• Given text:
####################
# Booked our 1st "real" camping trip



## ssramage (Jul 3, 2017)

Besides one other partial overnight trip in the yard, I booked our first real camping trip for my family. Plan is to be at the Jekyll Island Campground 9/8-9/10. Close enough to home (St. Simons) that my wife and newborn son can still sleep at home and meet us during the day. This will be my 4 year old son's first real camping adventure. Looking forward to it! Wish we could do it sooner, but tent camping and South Ga heat don't mix. Hoping it cools off some by then!


----------



## greg_n_clayton (Jul 3, 2017)

Spring spends the summer up here in the mountains !! The cool air off the creeks and rivers is a bonus !!


----------



## Miguel Cervantes (Jul 3, 2017)

Sounds like a blast. Hope the skeeters aren't too rough on y'all.


----------



## 3ringer (Jul 4, 2017)
####################
• Data shown:
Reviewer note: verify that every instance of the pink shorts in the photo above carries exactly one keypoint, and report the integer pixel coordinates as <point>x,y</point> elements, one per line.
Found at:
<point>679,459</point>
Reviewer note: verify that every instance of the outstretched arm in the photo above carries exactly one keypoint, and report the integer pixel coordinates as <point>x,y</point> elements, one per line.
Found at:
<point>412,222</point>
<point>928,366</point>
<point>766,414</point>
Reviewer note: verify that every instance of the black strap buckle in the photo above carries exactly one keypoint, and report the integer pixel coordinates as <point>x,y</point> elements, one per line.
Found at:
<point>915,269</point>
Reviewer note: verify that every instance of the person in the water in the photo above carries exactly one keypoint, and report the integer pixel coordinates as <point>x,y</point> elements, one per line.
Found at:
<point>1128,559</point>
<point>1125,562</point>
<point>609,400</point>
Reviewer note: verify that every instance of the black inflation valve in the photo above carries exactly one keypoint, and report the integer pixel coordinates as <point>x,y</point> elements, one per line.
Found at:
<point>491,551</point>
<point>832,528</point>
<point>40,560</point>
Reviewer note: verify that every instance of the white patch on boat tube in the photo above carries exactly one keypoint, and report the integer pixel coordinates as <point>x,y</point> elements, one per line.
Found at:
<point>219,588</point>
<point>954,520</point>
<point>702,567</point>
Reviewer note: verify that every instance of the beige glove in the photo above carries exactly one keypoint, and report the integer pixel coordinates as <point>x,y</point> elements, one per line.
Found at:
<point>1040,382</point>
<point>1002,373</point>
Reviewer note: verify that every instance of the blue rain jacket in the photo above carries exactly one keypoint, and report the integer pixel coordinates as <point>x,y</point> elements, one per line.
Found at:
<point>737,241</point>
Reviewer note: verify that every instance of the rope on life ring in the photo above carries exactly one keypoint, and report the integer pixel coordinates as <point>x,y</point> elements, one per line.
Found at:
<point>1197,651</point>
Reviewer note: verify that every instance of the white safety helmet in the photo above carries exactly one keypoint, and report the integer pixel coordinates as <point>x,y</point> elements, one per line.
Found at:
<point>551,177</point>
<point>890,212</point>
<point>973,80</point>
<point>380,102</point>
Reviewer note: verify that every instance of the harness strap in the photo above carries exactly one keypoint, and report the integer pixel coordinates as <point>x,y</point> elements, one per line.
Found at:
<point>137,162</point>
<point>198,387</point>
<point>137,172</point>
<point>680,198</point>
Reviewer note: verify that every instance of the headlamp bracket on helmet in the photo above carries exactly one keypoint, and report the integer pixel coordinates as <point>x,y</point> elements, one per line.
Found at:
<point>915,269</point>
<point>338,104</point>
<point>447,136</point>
####################
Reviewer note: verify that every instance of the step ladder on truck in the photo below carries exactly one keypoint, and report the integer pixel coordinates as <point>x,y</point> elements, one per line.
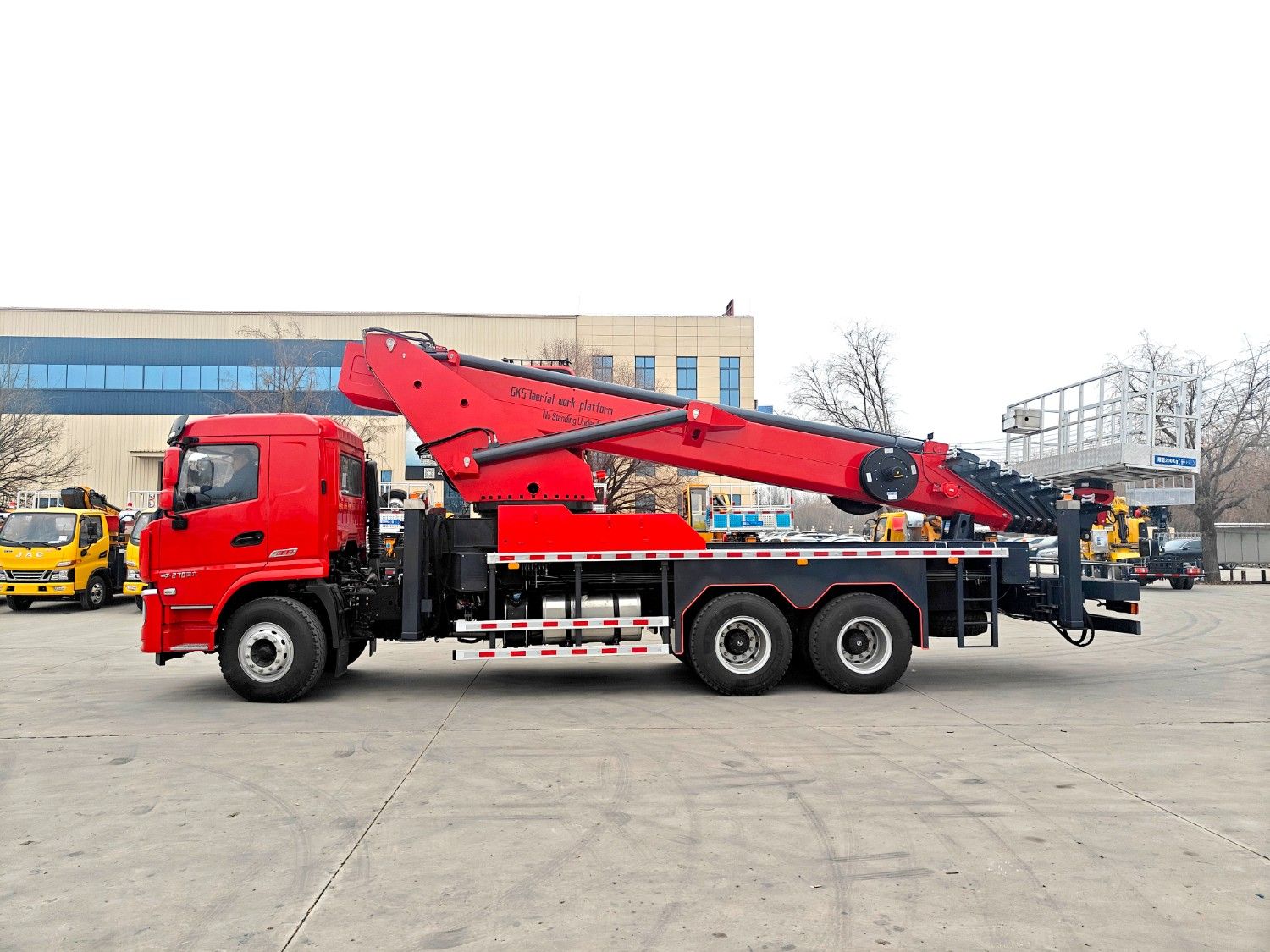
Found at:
####################
• Written problem:
Could you extend the forum thread about booking a first real camping trip at Jekyll Island, picking up right after its last line?

• Exercise result:
You will love it down there. Plenty of places to bike around the marsh. Good fishing and crabbing across the street on the pier. Take a Thermacell for skeeters. Lock up your groceries , the raccoons are smart enough to open a combination lock. Have fun.


----------



## T-N-T (Jul 4, 2017)

If it's still hot, get a small window unit AC.  There is a thread on this page about it.

Have fun


----------



## ssramage (Jul 5, 2017)

Thanks guys! Since we live on St. Simons, we're sort of used to the heat and bugs down here. We go to Jekyll Island quite a bit actually. I wanted somewhere close enough to home so that we didn't have to try to camp with a newborn and a 4 year old.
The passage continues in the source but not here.